◆ DATA TO USE:

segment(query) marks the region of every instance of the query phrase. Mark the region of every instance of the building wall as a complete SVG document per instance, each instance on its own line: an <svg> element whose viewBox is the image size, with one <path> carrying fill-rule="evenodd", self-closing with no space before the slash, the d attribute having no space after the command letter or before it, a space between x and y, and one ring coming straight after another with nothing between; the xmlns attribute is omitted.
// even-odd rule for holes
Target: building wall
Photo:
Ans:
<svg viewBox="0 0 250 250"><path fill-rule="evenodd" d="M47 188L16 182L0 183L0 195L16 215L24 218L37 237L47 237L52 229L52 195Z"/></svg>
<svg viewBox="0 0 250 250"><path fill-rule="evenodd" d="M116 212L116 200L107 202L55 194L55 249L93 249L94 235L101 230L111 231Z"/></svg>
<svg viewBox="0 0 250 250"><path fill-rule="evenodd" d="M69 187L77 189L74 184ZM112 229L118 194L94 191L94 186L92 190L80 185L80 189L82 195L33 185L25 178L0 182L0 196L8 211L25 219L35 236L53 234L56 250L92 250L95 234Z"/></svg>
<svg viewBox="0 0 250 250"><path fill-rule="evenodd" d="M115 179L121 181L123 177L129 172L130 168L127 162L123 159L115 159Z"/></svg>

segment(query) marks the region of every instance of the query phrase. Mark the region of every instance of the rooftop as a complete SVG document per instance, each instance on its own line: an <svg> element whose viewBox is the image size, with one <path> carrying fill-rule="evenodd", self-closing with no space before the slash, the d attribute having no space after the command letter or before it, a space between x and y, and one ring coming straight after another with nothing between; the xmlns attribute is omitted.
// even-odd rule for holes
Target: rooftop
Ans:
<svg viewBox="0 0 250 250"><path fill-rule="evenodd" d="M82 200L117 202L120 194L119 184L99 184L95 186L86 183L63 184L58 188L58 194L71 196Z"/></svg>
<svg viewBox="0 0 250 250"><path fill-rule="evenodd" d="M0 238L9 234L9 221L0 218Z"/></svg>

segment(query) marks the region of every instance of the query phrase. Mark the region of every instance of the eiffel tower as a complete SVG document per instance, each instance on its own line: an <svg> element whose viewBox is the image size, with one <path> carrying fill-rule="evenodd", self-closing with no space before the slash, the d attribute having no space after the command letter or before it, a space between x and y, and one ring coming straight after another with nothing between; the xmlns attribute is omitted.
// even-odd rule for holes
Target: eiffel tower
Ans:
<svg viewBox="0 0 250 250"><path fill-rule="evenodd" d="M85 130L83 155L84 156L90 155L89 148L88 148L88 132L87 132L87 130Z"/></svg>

◆ EXERCISE: Please retype the whole of the material above exactly.

◆ SOLUTION TO THIS PROBLEM:
segment(query) marks the region of every instance of the query phrase. Mark the region of every instance of the building wall as a complete SVG document per instance, each instance on its own line: an <svg> element whose viewBox is the image size, with one <path> carrying fill-rule="evenodd", self-closing with no space before the slash, the d attribute having no space after the command letter or before it, a space between x and y, and one ring coming straight after another with nothing between; the xmlns attribute is omitted.
// even-odd rule for holes
Target: building wall
Photo:
Ans:
<svg viewBox="0 0 250 250"><path fill-rule="evenodd" d="M47 188L16 182L0 183L0 195L16 215L24 218L37 237L47 237L52 229L52 195Z"/></svg>
<svg viewBox="0 0 250 250"><path fill-rule="evenodd" d="M116 212L116 200L107 202L55 194L55 249L93 249L94 235L101 230L111 231Z"/></svg>
<svg viewBox="0 0 250 250"><path fill-rule="evenodd" d="M69 187L77 189L74 184ZM112 229L118 194L94 191L94 186L92 190L80 185L80 189L82 195L33 185L25 178L0 182L0 196L8 211L25 219L35 236L53 234L56 250L92 250L95 234Z"/></svg>
<svg viewBox="0 0 250 250"><path fill-rule="evenodd" d="M115 179L121 181L123 177L129 172L130 168L127 162L123 159L115 159Z"/></svg>

segment(query) marks the region of every instance of the query phrase. Mark the region of every instance of the rooftop as a complete SVG document per instance, each instance on its own line: an <svg> element whose viewBox is the image size, with one <path> carrying fill-rule="evenodd", self-closing with no space before the slash, the d attribute having no space after the command letter or before it, a space between x and y, and one ring coming straight after another with nothing between; the xmlns attribute is omitted.
// even-odd rule for holes
Target: rooftop
Ans:
<svg viewBox="0 0 250 250"><path fill-rule="evenodd" d="M82 200L117 202L120 194L119 184L99 184L95 186L86 183L63 184L58 188L58 194L71 196Z"/></svg>
<svg viewBox="0 0 250 250"><path fill-rule="evenodd" d="M0 238L9 234L9 221L0 218Z"/></svg>

segment(query) marks the region of every instance of the query phrase. Mark the region of every instance of the eiffel tower as a complete SVG document per instance, each instance on its own line: an <svg> element whose viewBox is the image size, with one <path> carrying fill-rule="evenodd", self-closing with no space before the slash, the d attribute having no space after the command letter or before it, a space between x and y, and one ring coming straight after another with nothing between; the xmlns attribute is omitted.
// even-odd rule for holes
Target: eiffel tower
Ans:
<svg viewBox="0 0 250 250"><path fill-rule="evenodd" d="M85 130L83 155L84 156L90 155L89 148L88 148L88 132L87 132L87 130Z"/></svg>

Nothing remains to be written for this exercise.